[Image-grounded pointing data]
____________________

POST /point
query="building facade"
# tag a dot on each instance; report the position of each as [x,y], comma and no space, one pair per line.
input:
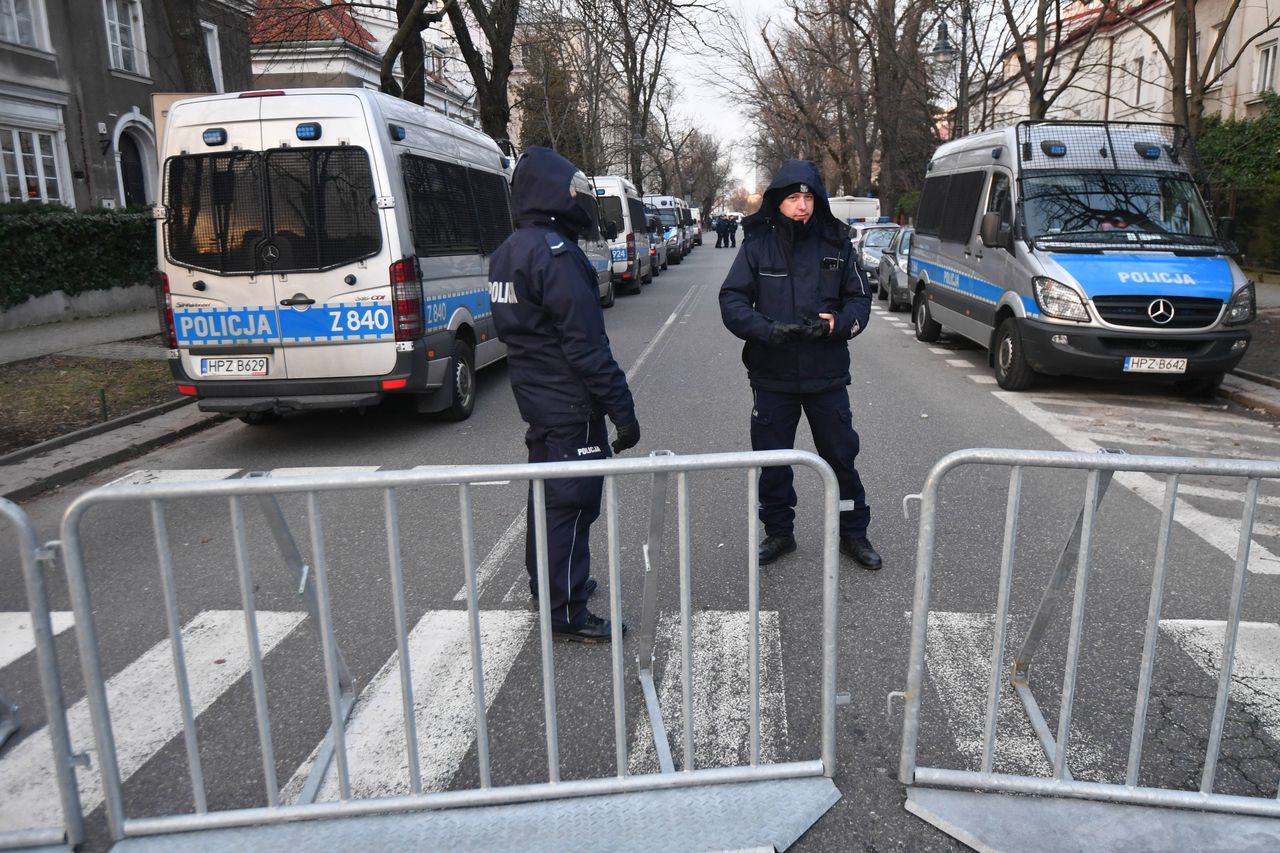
[76,85]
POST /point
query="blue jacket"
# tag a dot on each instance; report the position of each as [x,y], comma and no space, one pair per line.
[790,273]
[547,306]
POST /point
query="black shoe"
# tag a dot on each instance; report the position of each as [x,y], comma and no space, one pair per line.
[590,588]
[776,546]
[862,551]
[592,630]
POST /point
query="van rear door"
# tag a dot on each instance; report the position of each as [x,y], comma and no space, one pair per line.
[328,256]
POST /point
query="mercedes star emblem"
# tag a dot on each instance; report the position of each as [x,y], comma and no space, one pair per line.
[1160,311]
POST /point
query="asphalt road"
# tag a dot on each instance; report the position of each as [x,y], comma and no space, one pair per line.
[913,404]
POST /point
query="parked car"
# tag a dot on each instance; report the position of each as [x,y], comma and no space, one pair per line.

____________________

→ AIM OF THE EXERCISE
Repeat each entry precisely as it appears. Leave the pictures out.

→ SOLUTION FOR THIS PROBLEM
POST /point
query="building facade"
# tag a dot on each instance; report the position of each as [x,y], comma and no space, one pair per line.
input:
[76,85]
POST /point
query="blue jacket"
# tag a dot on each instance; report the position of each as [x,y], comma and no space, one pair per line.
[790,273]
[547,306]
POST /point
query="black shoe"
# tag a dot on each instance; report the position of each as [x,y], comma and no space, one pair per line.
[590,588]
[776,546]
[862,551]
[592,630]
POST /point
query="van rear door"
# tag a dot on each instance; report the position of each as [x,y], comma and no space, one pair per line.
[328,256]
POST /point
query="mercedes star emblem"
# tag a dot on each instance; report the position of each as [x,y], comma and no space, one pair per line.
[1160,311]
POST /point
query="asphalt road"
# tag a dot on each instance; report the position of each as [x,y], comma and no space, one pair per line.
[913,404]
POST /point
query="parked car"
# tag a dot on each instance; report the position of each as [x,y], comma and no space, one pair per line.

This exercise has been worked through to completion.